__What to do__: Reproduce every line of the records below word for word, omitting the pictures from your output.

•••

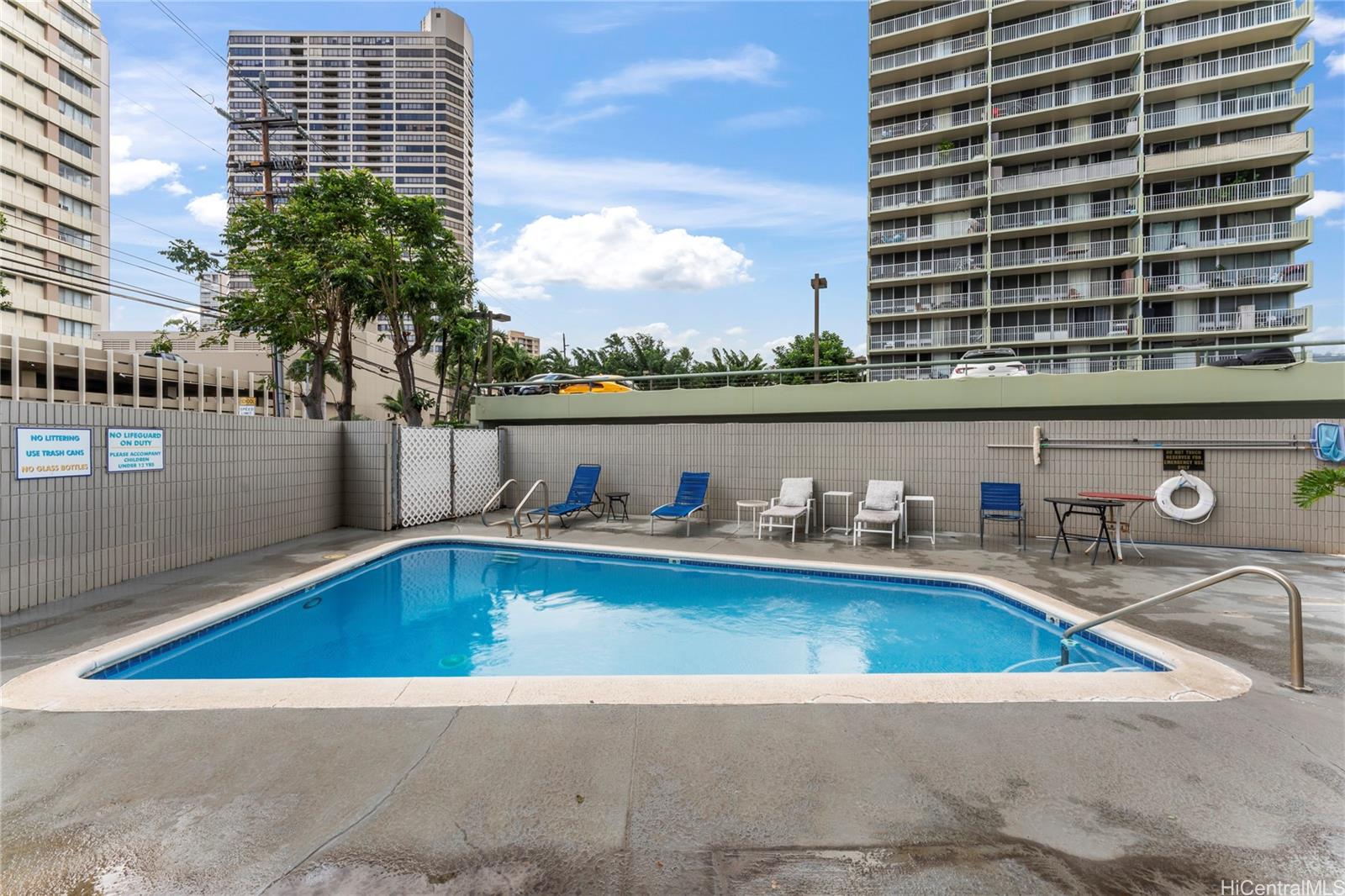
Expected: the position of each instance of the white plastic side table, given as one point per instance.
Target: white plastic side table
(905, 519)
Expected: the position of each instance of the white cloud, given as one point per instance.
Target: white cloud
(210, 210)
(751, 64)
(611, 250)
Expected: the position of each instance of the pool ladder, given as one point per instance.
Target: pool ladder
(515, 526)
(1295, 615)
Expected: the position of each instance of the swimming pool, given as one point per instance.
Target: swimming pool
(462, 609)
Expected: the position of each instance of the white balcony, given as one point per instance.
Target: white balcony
(1284, 233)
(1247, 319)
(1073, 252)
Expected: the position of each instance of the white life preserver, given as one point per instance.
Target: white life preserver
(1195, 514)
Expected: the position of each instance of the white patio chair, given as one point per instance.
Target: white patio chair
(880, 512)
(795, 502)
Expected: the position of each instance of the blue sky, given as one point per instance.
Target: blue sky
(677, 168)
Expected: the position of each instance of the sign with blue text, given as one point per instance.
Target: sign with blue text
(51, 454)
(129, 450)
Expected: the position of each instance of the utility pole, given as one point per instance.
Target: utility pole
(820, 282)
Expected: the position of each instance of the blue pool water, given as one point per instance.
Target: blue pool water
(475, 609)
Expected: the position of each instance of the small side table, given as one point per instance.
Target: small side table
(753, 509)
(615, 498)
(849, 519)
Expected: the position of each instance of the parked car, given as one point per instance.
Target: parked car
(989, 362)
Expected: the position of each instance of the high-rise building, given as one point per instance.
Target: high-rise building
(54, 170)
(396, 103)
(1086, 177)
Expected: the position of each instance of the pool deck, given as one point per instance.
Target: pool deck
(825, 798)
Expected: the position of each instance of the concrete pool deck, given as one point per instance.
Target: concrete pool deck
(831, 798)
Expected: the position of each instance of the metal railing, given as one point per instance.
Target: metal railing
(1295, 615)
(1241, 235)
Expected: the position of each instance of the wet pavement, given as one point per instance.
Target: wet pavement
(916, 798)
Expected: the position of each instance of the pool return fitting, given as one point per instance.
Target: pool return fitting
(1295, 616)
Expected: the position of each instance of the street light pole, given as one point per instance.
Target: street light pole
(820, 282)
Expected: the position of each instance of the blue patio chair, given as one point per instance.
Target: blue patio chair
(690, 497)
(1002, 502)
(583, 495)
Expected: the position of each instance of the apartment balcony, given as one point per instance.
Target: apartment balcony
(1258, 109)
(1221, 33)
(1232, 322)
(1100, 175)
(1105, 134)
(928, 268)
(945, 161)
(952, 125)
(1278, 235)
(1067, 256)
(1274, 150)
(946, 198)
(1089, 293)
(965, 50)
(1288, 277)
(925, 94)
(945, 232)
(1116, 329)
(1094, 60)
(925, 24)
(1230, 198)
(1262, 66)
(952, 303)
(1083, 100)
(1067, 26)
(1063, 217)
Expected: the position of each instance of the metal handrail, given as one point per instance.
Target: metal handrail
(1295, 615)
(546, 512)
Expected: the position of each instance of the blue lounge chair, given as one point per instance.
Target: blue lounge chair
(690, 497)
(583, 495)
(1002, 502)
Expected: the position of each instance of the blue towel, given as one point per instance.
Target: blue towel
(1329, 443)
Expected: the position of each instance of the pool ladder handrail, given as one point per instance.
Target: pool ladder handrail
(1295, 615)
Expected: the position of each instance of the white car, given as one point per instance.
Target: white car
(979, 363)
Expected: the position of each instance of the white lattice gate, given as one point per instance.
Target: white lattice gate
(444, 472)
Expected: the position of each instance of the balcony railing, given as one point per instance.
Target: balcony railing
(926, 18)
(1251, 192)
(1069, 252)
(927, 161)
(910, 92)
(927, 197)
(931, 124)
(912, 304)
(927, 268)
(1242, 235)
(1056, 331)
(1224, 152)
(1066, 136)
(1067, 58)
(1255, 18)
(920, 233)
(928, 53)
(1064, 214)
(1067, 98)
(1227, 66)
(1060, 20)
(1228, 108)
(1066, 293)
(1290, 275)
(1064, 177)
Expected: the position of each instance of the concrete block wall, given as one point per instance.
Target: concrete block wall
(948, 461)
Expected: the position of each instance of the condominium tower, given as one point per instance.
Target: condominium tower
(1071, 178)
(54, 170)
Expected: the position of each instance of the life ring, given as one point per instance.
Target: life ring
(1195, 514)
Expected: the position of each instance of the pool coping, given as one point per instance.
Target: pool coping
(62, 685)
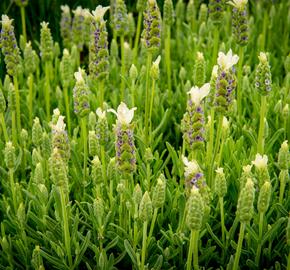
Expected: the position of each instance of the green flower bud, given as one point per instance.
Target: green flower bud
(9, 155)
(137, 194)
(284, 156)
(46, 145)
(145, 208)
(36, 132)
(264, 197)
(195, 207)
(132, 26)
(168, 13)
(102, 129)
(92, 121)
(38, 174)
(203, 11)
(192, 123)
(2, 102)
(141, 5)
(65, 26)
(11, 97)
(66, 69)
(60, 138)
(78, 28)
(93, 143)
(96, 172)
(152, 27)
(21, 214)
(220, 183)
(31, 59)
(216, 9)
(133, 73)
(240, 22)
(120, 18)
(36, 260)
(263, 79)
(199, 70)
(98, 50)
(58, 170)
(112, 170)
(46, 43)
(225, 82)
(21, 3)
(81, 95)
(158, 197)
(124, 143)
(23, 136)
(36, 157)
(9, 46)
(245, 206)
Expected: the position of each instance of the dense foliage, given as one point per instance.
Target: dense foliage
(147, 135)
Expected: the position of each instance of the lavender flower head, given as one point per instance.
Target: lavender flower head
(125, 147)
(9, 46)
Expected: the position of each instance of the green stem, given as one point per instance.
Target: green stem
(67, 109)
(215, 45)
(259, 249)
(17, 100)
(167, 56)
(239, 247)
(152, 224)
(138, 31)
(149, 59)
(260, 146)
(30, 98)
(193, 251)
(3, 125)
(282, 185)
(14, 129)
(210, 144)
(102, 93)
(12, 187)
(47, 90)
(22, 11)
(144, 245)
(123, 68)
(64, 200)
(151, 109)
(239, 88)
(85, 145)
(221, 202)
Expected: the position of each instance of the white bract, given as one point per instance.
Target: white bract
(60, 125)
(198, 94)
(226, 61)
(100, 113)
(79, 75)
(239, 4)
(191, 167)
(220, 170)
(260, 161)
(123, 113)
(99, 12)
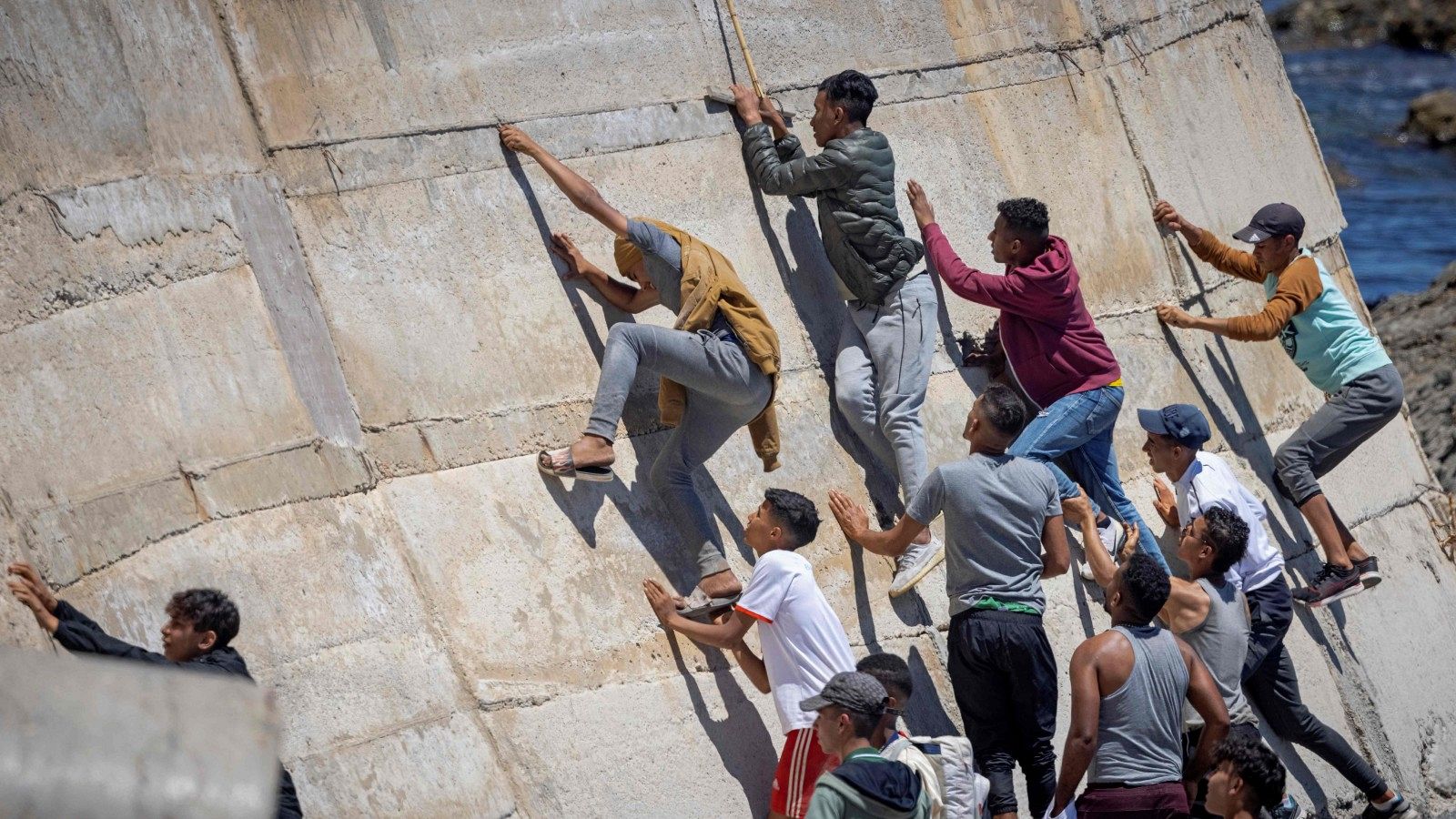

•••

__Finished task__:
Expected: the position of each instance of the white plastic side table, given as one point per instance.
Target: white plastic side table
(905, 519)
Expected: the position of each instance of the white cloud, given as one point per instance.
Target: white cloud
(210, 210)
(751, 64)
(611, 250)
Expected: the position of each instance of the pool ladder, given as one point per instance.
Target: pool ladder
(515, 526)
(1295, 615)
Expected: the position of each instance of the swimming pool, given as one point per instance.
Target: swimming pool
(462, 609)
Expected: the position of each instance of the white balcony, given as one point per instance.
Target: white balcony
(1284, 233)
(1247, 319)
(1073, 252)
Expected: the position of each instance of the white life preserver, given as one point per instance.
Target: white life preserver
(1195, 514)
Expected: the position of each instance of the white patio chair, given as one point per instance.
Target: white patio chair
(880, 512)
(795, 502)
Expected: the position of each instance of the blue sky, given as one point per instance.
Target: blue sky
(677, 168)
Expected: the position of each instance of the sign with blue text, given as one point per instance.
Target: sign with blue text
(51, 454)
(129, 450)
Expected: the position of each instance of the utility pole, given as one point per instance.
Target: utility pole
(820, 282)
Expected: the position of each instance of the blue pool water, given as one point per instance.
Target: blue pool water
(475, 609)
Expected: the position of each instance of the small side table, given as one point per instance.
Target: small side table
(753, 509)
(615, 498)
(849, 519)
Expected: the position of each instance of the parked car, given as one point per instance.
Target: parked car
(989, 362)
Expected: the position of each instance of the high-rise building, given as one point per instance.
Target: high-rise building
(54, 170)
(396, 103)
(1086, 177)
Expected: the position of each instance of the pool deck, given as one point per instance.
Target: pool deck
(825, 798)
Expected: the position of each instance of the concrete pool deck, given as one point per instance.
Target: concrete pool deck
(831, 798)
Expected: the position of each instance of the metal railing, given as one point per instance.
Target: metal railing
(1295, 615)
(1241, 235)
Expected: the position of each instance of the wet pavement, given as one point per instance.
Target: wet pavement
(916, 798)
Expected: the position of each instance of the pool return fitting, given as one point per instance.
Target: pool return fitting
(1295, 616)
Expected: the position of each instance of the street light pole, given as one point per instance.
Target: street light pole
(820, 282)
Expected: the position of each instance of the blue patio chair, given as one point per instance.
Target: blue patio chair
(690, 497)
(1002, 502)
(583, 495)
Expected: the position of each instance of the apartment balcony, given as one point per instance.
Target: apartment balcony
(1258, 109)
(1221, 33)
(1232, 322)
(1100, 175)
(1105, 134)
(928, 268)
(945, 161)
(952, 125)
(1278, 235)
(1067, 256)
(1274, 150)
(946, 198)
(1089, 293)
(965, 50)
(1288, 277)
(925, 94)
(945, 232)
(1116, 329)
(1094, 60)
(925, 24)
(1230, 198)
(1262, 66)
(952, 303)
(1083, 100)
(1067, 26)
(1063, 217)
Expected: the position of each instance of the metal handrail, given as one point per instance.
Target: metal handrail
(1295, 615)
(546, 512)
Expected: the position of each instance of the blue lounge chair, given as one point per instance.
Target: blue lounge chair
(690, 497)
(583, 495)
(1002, 502)
Expected: the position of each instance of the blue towel, given as one point per instance.
Target: blue towel
(1329, 443)
Expected: the position of each instance of the pool ladder handrail, given as one point per instance.
Target: pool ladder handrail
(1295, 615)
Expected: the position of each instance of the white car, given as one point per instance.
Target: white car
(979, 363)
Expected: the position of each instance of the white lattice gate, given as one point per instance.
Target: white lattice gate
(444, 472)
Expected: the position of each instance of the balcony railing, given as one point per instance.
Target: balcony railing
(926, 18)
(1251, 192)
(1069, 252)
(927, 161)
(910, 92)
(927, 197)
(931, 124)
(912, 304)
(927, 268)
(1242, 235)
(1056, 331)
(1224, 152)
(1066, 136)
(1067, 58)
(1255, 18)
(920, 233)
(928, 53)
(1064, 214)
(1067, 98)
(1227, 66)
(1060, 20)
(1228, 108)
(1066, 293)
(1290, 275)
(1064, 177)
Expected: the position of each instance of the concrete block wall, given as one point per instance.
Target: concrete block wall
(948, 461)
Expected: the position of each instance of the condominium tower, given as one point per instance.
Target: condominium tower
(1071, 178)
(54, 170)
Expected: the position of each instance of the life ring, given as one point per instance.
Target: life ring
(1195, 514)
Expected: the position of each instance of the pool coping, given as one point per instance.
Target: pool coping
(62, 685)
Expected: the position of each instance of the green flower bud, given as one point per instance.
Target: green flower bud
(9, 155)
(137, 194)
(284, 156)
(46, 145)
(145, 208)
(36, 132)
(264, 197)
(195, 207)
(132, 26)
(168, 13)
(102, 129)
(92, 121)
(38, 174)
(203, 11)
(192, 123)
(2, 102)
(141, 5)
(65, 26)
(11, 97)
(66, 69)
(60, 138)
(78, 28)
(93, 143)
(96, 172)
(152, 27)
(21, 214)
(220, 183)
(31, 59)
(216, 9)
(133, 73)
(240, 22)
(120, 18)
(36, 260)
(263, 79)
(199, 70)
(98, 50)
(58, 170)
(112, 170)
(46, 43)
(225, 82)
(21, 3)
(81, 95)
(158, 197)
(124, 143)
(23, 136)
(36, 157)
(9, 46)
(245, 206)
Expected: the position of each instance of the dense foliage, given as one point per instance.
Target: dense foliage
(147, 135)
Expected: the position of each instance of the lavender flower head, given as one point per instance.
Target: lavender flower head
(125, 147)
(9, 46)
Expected: the position of each instance of the green stem, given as one point per instance.
Target: green stem
(67, 109)
(215, 45)
(259, 249)
(17, 100)
(167, 56)
(239, 247)
(152, 224)
(138, 31)
(149, 59)
(260, 146)
(30, 98)
(193, 251)
(3, 125)
(282, 185)
(14, 129)
(210, 144)
(102, 93)
(12, 187)
(47, 90)
(22, 11)
(144, 245)
(123, 68)
(64, 200)
(151, 109)
(239, 88)
(85, 145)
(221, 202)
Expected: the position of each instance of the white bract, given as one point per instance.
Target: white bract
(60, 125)
(198, 94)
(226, 61)
(100, 113)
(79, 75)
(239, 4)
(191, 167)
(220, 170)
(260, 161)
(123, 113)
(99, 12)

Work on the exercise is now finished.